◆ **TASK DIRECTIONS**
Below are some entries. Copy each line that holds the string "stone".

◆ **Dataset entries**
((

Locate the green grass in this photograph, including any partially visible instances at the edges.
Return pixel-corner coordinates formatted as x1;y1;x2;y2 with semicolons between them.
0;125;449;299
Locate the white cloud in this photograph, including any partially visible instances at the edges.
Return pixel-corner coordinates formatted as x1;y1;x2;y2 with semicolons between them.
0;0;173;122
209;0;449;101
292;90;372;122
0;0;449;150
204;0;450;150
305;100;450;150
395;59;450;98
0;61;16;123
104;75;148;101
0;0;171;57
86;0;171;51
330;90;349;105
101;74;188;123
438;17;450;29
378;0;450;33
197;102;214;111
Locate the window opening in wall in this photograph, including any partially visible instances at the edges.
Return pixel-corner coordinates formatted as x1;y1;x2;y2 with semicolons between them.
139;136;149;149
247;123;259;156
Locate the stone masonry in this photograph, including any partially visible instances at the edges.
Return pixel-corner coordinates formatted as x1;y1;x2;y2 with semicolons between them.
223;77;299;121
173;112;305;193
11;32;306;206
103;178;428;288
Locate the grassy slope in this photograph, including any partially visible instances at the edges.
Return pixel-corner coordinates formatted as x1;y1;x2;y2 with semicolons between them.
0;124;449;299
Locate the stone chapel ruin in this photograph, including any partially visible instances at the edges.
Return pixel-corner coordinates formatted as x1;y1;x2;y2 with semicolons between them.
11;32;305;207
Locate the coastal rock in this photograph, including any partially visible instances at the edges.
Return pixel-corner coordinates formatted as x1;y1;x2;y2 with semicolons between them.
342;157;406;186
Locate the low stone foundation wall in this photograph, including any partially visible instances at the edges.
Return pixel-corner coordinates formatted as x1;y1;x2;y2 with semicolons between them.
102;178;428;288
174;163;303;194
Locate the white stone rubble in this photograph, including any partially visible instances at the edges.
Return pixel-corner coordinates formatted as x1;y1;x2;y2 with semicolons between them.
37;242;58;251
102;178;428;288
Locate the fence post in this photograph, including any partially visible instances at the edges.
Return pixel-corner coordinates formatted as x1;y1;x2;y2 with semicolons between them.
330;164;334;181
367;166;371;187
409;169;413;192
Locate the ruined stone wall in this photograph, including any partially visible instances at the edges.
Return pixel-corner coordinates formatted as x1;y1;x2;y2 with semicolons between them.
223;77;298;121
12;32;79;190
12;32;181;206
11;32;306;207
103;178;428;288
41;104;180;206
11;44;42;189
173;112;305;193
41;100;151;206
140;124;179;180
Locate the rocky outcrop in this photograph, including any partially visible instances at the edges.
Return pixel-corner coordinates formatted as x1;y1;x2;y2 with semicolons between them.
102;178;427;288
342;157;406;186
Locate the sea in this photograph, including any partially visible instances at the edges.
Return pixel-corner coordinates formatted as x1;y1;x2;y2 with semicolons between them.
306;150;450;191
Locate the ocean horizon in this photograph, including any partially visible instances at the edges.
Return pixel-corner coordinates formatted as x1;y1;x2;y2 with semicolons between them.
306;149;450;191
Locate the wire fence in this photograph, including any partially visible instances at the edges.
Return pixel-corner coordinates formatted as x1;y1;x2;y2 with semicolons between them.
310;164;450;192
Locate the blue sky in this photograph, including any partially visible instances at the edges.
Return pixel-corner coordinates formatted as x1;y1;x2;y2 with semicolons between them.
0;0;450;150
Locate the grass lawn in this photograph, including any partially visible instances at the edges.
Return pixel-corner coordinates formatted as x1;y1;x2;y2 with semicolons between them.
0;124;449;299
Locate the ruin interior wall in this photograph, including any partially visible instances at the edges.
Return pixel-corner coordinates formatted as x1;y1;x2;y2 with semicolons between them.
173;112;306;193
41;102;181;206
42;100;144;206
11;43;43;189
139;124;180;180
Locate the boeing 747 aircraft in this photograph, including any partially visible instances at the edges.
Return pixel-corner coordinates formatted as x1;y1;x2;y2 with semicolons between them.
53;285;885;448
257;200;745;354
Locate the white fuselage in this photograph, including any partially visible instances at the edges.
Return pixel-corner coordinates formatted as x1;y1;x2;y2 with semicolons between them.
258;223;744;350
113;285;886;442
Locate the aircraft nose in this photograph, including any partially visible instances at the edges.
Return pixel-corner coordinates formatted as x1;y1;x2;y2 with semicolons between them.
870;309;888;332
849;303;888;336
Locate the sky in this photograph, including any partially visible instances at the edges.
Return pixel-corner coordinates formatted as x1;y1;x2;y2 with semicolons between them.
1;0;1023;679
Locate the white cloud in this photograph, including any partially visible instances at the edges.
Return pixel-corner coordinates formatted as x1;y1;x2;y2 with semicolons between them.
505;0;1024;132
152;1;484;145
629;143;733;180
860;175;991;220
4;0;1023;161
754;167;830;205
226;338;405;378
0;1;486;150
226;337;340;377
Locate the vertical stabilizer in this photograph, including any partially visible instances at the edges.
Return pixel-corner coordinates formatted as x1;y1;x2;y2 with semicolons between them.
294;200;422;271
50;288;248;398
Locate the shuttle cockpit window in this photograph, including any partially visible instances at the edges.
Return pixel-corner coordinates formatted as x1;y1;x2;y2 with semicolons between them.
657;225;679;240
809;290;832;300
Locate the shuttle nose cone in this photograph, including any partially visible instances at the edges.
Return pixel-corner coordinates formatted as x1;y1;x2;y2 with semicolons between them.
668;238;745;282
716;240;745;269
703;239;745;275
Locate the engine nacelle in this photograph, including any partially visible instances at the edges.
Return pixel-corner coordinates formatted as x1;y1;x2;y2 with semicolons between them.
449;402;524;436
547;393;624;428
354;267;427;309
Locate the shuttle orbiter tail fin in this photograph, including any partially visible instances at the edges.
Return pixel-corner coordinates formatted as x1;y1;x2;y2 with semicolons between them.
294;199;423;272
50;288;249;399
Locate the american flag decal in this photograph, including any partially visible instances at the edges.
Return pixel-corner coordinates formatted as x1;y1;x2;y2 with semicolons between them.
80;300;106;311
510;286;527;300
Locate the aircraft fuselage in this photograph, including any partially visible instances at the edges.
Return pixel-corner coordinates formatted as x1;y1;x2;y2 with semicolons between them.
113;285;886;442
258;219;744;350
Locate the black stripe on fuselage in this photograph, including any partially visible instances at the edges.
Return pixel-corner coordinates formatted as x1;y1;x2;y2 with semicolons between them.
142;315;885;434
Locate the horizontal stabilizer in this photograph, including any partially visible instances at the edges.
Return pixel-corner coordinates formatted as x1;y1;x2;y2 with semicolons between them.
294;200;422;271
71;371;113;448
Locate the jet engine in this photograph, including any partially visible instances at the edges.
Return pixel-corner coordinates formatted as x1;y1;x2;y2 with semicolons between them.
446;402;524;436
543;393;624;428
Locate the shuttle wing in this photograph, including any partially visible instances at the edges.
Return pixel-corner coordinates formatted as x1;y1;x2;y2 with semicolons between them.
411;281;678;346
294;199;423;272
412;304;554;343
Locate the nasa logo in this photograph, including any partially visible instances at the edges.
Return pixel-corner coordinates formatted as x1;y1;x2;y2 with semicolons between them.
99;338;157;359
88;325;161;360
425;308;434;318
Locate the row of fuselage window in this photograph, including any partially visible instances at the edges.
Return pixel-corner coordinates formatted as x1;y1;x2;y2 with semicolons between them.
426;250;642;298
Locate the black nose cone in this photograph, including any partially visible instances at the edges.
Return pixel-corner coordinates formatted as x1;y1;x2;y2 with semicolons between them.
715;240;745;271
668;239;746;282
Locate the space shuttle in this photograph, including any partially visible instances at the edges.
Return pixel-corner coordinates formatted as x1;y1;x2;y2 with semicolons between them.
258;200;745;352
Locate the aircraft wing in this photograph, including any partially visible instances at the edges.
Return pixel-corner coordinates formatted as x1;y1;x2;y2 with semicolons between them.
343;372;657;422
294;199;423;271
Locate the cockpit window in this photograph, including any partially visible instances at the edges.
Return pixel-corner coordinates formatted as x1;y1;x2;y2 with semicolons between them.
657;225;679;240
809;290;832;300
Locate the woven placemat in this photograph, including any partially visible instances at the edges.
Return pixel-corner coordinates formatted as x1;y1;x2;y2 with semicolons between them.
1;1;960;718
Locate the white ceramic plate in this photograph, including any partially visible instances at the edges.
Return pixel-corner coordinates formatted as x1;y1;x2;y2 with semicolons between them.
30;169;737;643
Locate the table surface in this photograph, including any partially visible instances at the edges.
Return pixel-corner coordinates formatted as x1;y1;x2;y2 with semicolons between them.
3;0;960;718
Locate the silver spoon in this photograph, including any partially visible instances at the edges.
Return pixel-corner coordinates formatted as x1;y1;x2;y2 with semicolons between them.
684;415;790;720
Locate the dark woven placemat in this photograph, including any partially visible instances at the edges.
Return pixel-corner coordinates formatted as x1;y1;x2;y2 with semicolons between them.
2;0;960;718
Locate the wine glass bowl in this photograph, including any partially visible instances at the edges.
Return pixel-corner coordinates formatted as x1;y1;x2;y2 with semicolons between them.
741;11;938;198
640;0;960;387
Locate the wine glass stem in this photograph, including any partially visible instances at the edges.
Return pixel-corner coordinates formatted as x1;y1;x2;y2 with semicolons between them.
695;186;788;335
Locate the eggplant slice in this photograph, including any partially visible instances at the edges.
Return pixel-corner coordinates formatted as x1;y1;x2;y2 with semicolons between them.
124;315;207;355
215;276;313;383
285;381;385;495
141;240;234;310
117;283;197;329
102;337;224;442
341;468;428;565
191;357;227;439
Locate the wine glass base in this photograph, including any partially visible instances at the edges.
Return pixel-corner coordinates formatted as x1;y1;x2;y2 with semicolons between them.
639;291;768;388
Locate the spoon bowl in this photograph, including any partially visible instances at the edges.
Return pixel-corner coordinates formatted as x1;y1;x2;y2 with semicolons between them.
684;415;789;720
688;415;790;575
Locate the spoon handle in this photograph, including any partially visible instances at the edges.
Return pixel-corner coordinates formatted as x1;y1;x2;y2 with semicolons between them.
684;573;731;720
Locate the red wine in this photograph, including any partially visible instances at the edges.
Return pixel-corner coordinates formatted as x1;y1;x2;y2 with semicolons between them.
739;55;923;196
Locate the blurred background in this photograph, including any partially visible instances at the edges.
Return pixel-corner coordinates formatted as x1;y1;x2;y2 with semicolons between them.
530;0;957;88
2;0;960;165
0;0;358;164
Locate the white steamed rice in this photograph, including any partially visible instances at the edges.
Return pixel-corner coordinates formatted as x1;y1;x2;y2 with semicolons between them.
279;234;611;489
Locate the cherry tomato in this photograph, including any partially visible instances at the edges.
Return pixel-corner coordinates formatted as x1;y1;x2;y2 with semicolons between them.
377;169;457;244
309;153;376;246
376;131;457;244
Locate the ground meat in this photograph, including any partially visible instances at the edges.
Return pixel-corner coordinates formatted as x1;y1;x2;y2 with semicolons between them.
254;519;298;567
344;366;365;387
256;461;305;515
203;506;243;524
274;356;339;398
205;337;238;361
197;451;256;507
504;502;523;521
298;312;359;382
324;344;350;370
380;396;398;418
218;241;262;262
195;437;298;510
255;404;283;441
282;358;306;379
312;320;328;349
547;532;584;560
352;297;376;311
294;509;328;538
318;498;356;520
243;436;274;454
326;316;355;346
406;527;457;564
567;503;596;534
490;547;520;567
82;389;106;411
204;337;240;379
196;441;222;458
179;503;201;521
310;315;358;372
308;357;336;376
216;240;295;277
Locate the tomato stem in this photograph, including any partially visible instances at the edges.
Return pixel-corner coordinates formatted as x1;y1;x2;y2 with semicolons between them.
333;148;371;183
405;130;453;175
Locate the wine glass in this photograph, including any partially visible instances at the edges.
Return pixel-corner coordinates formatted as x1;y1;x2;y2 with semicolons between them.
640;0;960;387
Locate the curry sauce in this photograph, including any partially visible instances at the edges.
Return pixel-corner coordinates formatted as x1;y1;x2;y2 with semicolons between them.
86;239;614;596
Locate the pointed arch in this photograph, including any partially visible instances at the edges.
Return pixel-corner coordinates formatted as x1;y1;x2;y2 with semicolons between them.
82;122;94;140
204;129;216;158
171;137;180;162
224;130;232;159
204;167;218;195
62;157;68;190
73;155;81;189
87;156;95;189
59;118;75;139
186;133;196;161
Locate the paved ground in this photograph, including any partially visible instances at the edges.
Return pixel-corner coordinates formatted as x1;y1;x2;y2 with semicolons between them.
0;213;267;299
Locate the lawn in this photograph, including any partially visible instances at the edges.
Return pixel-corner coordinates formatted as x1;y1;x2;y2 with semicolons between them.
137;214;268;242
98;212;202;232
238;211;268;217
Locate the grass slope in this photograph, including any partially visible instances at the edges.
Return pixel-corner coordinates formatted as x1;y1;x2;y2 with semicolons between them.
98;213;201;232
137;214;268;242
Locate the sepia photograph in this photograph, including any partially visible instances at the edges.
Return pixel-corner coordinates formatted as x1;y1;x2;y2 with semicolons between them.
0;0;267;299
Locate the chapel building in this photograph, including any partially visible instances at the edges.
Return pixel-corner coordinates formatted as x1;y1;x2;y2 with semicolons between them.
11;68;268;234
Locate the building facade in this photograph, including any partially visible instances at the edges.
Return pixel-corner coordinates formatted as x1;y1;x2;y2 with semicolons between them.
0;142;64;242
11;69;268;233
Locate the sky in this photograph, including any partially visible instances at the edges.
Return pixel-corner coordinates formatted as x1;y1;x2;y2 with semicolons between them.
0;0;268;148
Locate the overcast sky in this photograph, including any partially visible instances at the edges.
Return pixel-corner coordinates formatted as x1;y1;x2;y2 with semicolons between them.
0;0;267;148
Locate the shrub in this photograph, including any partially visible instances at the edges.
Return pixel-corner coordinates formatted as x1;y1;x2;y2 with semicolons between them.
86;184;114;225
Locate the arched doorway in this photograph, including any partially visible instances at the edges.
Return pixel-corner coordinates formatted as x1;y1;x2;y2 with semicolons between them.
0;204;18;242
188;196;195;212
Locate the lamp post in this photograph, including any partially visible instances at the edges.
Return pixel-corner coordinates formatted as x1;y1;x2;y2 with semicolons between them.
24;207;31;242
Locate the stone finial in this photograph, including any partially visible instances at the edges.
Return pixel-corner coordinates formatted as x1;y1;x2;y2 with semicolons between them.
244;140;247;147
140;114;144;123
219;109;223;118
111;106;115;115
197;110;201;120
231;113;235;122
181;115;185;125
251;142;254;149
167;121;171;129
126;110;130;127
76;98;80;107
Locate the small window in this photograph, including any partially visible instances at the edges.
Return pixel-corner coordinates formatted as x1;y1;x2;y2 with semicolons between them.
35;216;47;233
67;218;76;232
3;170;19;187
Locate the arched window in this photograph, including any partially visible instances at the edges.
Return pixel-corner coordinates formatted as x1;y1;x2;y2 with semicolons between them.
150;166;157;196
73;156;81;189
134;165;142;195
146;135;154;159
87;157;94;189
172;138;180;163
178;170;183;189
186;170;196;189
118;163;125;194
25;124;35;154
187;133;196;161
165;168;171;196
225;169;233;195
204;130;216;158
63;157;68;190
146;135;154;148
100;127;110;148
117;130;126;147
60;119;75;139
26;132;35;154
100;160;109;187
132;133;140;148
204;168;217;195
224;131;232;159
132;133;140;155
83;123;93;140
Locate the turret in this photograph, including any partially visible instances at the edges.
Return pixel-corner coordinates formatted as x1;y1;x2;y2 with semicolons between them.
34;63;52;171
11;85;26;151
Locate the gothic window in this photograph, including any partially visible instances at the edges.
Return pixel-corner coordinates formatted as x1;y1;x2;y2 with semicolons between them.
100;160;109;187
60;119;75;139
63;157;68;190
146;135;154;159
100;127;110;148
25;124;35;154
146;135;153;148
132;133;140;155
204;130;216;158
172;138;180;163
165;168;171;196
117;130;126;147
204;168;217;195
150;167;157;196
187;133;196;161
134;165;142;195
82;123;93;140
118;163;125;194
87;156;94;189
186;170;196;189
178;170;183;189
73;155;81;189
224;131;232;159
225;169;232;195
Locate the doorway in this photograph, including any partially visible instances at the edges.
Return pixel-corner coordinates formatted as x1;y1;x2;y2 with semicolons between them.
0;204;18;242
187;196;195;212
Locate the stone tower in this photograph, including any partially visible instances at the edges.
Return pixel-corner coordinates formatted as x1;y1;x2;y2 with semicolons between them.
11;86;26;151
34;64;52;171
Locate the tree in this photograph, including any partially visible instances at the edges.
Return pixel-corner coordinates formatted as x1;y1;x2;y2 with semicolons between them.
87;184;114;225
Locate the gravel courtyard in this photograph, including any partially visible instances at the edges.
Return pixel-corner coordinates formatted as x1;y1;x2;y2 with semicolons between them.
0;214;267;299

))

◆ **OUTPUT**
Locate the stone masonry in this photograph, including any partially visible instances at the edges.
Locate the stone chapel ruin in this photograph, including any partially visible instances at the edges.
Locate the low stone foundation wall in this photograph, including any partially visible instances at the edges.
Locate the white stone rubble in this photograph, including any partially visible instances at the edges.
Locate the ruined stone wall in this photograph, including any partially visible instances at the edges.
Locate the stone finial in this photograph, including any partially visible instances at the edges.
Locate the stone tower in this photograph, including any partially visible instances at the edges.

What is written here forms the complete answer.